Referring expression pointing data
»»
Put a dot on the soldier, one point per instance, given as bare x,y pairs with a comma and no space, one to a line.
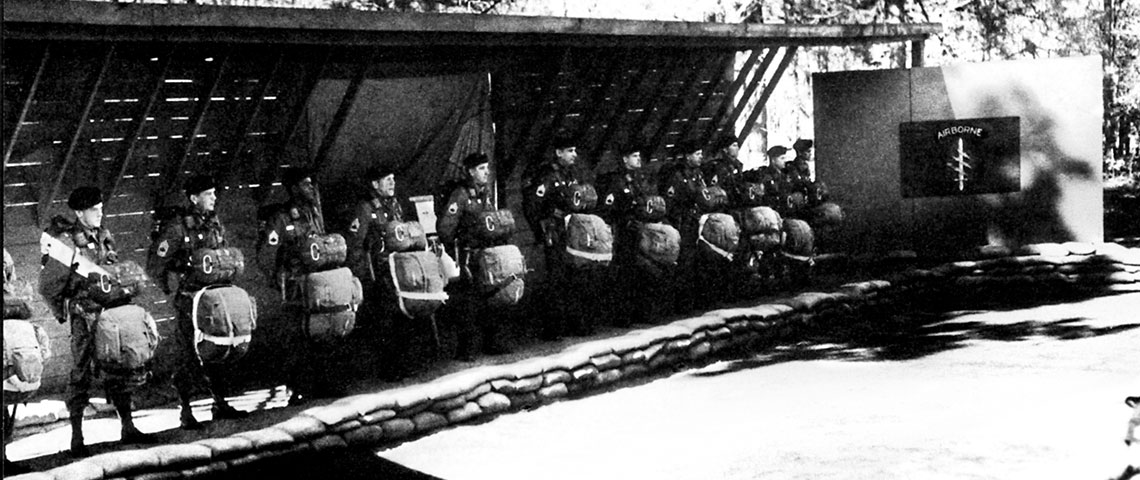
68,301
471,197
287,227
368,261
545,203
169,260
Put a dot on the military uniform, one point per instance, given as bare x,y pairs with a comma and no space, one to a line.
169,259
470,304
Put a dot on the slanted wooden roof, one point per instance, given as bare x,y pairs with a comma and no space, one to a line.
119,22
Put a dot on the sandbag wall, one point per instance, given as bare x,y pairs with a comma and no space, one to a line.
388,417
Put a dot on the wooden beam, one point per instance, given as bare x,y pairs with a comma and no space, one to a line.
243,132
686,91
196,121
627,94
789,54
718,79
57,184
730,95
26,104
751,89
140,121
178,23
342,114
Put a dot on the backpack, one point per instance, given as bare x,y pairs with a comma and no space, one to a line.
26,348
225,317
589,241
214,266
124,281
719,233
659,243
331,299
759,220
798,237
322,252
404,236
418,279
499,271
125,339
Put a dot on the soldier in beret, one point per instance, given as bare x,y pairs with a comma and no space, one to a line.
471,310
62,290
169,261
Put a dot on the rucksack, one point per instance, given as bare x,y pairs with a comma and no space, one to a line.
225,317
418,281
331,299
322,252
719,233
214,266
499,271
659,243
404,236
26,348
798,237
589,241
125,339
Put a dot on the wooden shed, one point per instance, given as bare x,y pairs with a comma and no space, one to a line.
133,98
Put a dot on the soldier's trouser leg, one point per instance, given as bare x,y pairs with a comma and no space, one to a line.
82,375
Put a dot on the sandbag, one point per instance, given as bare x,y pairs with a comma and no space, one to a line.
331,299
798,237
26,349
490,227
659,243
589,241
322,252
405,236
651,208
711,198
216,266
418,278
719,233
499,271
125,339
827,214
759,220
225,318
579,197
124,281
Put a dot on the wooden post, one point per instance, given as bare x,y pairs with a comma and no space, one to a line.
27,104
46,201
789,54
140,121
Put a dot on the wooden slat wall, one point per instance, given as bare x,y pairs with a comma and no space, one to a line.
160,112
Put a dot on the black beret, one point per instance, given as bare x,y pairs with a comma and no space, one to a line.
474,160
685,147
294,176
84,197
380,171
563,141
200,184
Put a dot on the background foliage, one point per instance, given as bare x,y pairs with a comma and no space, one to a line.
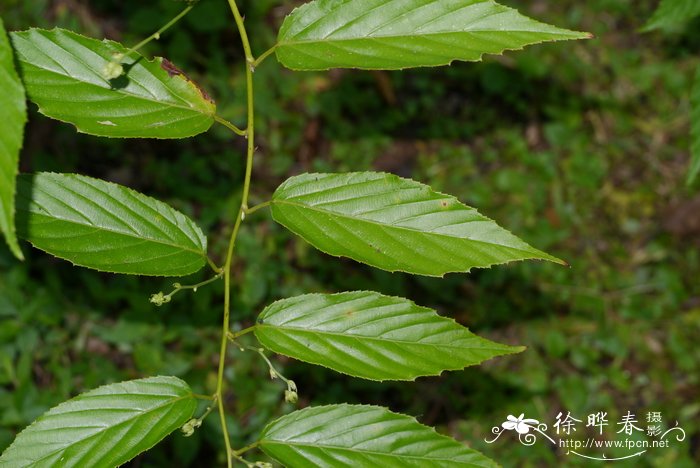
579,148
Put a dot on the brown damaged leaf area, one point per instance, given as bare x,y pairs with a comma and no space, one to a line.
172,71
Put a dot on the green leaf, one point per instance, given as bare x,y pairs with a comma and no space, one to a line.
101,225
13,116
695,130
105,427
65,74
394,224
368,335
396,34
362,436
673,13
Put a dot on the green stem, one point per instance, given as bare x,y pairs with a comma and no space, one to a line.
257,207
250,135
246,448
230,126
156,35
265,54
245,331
««
»»
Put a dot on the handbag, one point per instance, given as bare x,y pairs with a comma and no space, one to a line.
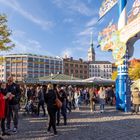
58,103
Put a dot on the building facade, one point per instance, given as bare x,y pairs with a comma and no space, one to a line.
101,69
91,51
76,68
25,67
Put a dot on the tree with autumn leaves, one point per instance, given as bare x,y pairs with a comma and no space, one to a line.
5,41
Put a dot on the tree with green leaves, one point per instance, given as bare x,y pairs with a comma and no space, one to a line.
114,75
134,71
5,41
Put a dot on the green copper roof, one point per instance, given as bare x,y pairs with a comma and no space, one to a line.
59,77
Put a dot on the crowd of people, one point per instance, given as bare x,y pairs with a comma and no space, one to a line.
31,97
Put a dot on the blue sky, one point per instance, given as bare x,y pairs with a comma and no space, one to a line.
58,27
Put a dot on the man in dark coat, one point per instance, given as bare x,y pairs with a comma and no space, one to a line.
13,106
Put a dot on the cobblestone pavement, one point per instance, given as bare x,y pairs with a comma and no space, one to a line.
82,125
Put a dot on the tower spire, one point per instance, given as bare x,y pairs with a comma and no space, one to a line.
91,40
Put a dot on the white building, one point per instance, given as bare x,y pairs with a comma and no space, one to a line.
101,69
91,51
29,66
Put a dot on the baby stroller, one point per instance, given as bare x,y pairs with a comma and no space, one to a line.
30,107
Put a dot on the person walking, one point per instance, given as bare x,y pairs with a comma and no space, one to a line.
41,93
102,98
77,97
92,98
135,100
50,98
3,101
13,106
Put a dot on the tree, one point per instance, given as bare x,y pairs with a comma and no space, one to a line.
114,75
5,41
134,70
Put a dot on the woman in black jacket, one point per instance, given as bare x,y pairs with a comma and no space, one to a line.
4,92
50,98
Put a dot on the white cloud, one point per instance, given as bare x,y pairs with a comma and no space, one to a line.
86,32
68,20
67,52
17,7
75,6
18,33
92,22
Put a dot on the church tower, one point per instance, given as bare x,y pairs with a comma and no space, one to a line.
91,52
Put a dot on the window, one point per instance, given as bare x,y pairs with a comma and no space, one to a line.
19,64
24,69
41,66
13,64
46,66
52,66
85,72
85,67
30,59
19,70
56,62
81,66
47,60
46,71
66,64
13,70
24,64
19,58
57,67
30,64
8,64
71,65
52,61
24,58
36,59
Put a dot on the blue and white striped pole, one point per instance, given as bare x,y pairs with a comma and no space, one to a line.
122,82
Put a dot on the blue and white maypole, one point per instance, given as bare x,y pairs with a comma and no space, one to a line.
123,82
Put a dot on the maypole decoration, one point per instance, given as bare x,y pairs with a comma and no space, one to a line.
««
»»
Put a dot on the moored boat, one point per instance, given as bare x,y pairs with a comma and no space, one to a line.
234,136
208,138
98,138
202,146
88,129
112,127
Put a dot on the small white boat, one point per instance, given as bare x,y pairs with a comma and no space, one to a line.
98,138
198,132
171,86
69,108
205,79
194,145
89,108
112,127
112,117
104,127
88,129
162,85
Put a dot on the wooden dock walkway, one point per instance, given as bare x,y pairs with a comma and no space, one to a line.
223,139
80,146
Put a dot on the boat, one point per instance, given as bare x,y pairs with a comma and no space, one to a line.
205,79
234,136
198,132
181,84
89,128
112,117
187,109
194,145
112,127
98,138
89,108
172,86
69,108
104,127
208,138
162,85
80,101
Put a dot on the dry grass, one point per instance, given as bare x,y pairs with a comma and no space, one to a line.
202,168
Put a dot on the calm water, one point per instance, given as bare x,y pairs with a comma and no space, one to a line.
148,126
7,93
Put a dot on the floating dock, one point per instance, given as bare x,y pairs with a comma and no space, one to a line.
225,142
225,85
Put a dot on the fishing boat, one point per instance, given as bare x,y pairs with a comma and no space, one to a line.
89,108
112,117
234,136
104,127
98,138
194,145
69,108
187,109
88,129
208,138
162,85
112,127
««
Problem requirements ->
In the entries above, the lines from the one bearing "Put a dot on the white building, one" up to and including the one bearing "Put a dot on the maypole" should be transcribed exactly; no other line is wanted.

Reply ->
Put a dot on the white building, one point per instance, given as bare x,y pairs with a comma and no space, one to a line.
101,69
91,51
29,66
Put a dot on the baby stroller, one point per instance, given as bare x,y pairs with a comma and no space, one to a line.
30,107
Put a dot on the person walking, one point per instance, given as bare x,y pairs with a comma and no space, one to a line.
41,93
102,98
77,97
92,98
135,100
50,98
3,101
13,106
Put a dot on the tree, one point per instance, given as bare x,y pairs with a comma and no space, one to a line.
114,75
5,41
134,70
Put a dot on the woman in black jacket, one point per instance, given as bare x,y pairs with a comma and no space, one to a line.
4,92
50,98
Put a dot on the white cloud, one point per instance, given as bare x,y pairs with a comma and no space, one to a line.
86,32
68,20
67,52
17,7
75,6
18,33
92,22
Put a dot on the church tower, one point per instance, given as bare x,y pairs with a comma and no space, one to a line.
91,52
Put a dot on the window, one point per instance, given as bare x,y pairs with a comma and no space, one to a line.
19,64
24,69
41,66
13,64
46,66
52,66
85,72
85,67
30,59
19,70
56,62
81,66
47,60
46,71
66,64
13,70
24,64
19,58
57,67
30,64
8,64
71,65
52,61
24,58
36,59
Put a dot on the blue and white striped pole, one point per instance, given as bare x,y pairs with a comma and no space, one to a line.
122,82
Put a dot on the blue and white maypole, one point per instance, given as bare x,y pairs with a comma and no space, one to a line.
123,82
Put a dot on the maypole decoration, one point per instance, given as bare x,y pairs with a comma and no space, one to a line.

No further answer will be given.